**WHAT THE TASK REQUIRES**: Reproduce the listing below line for line, leaving out the pictures.

>> Start RECORD EXTRACTS

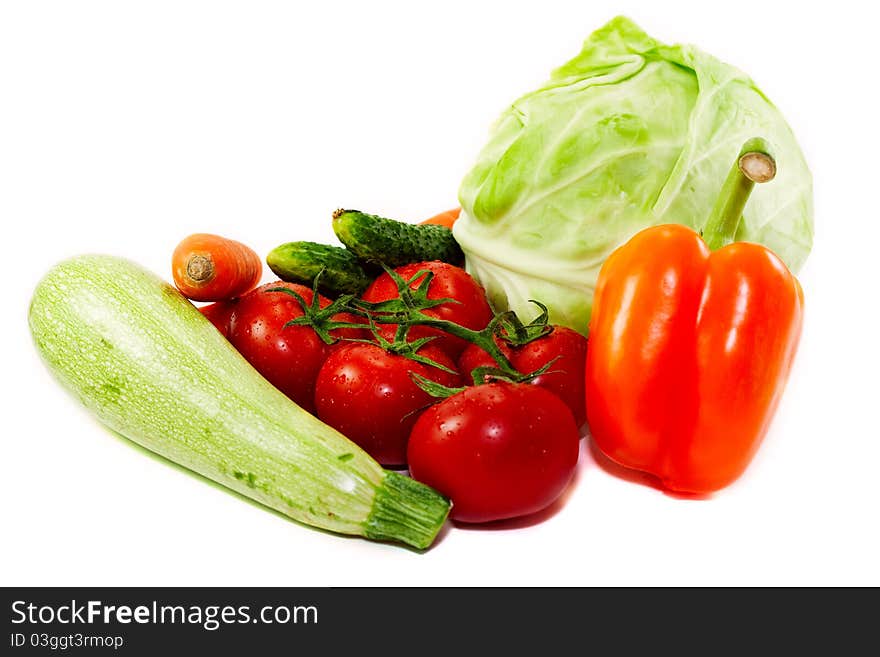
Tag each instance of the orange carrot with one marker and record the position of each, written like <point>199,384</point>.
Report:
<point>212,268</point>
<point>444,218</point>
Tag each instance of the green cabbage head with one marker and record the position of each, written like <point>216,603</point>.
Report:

>> End RECORD EXTRACTS

**SOLUTION FOR THIS PROBLEM**:
Tag each instance of the orange carrot with one marker and record the position of each, written like <point>199,384</point>.
Report:
<point>212,268</point>
<point>444,218</point>
Tag each instance of the green cabbage head with one marker and record the position of each, written like <point>216,603</point>.
Report:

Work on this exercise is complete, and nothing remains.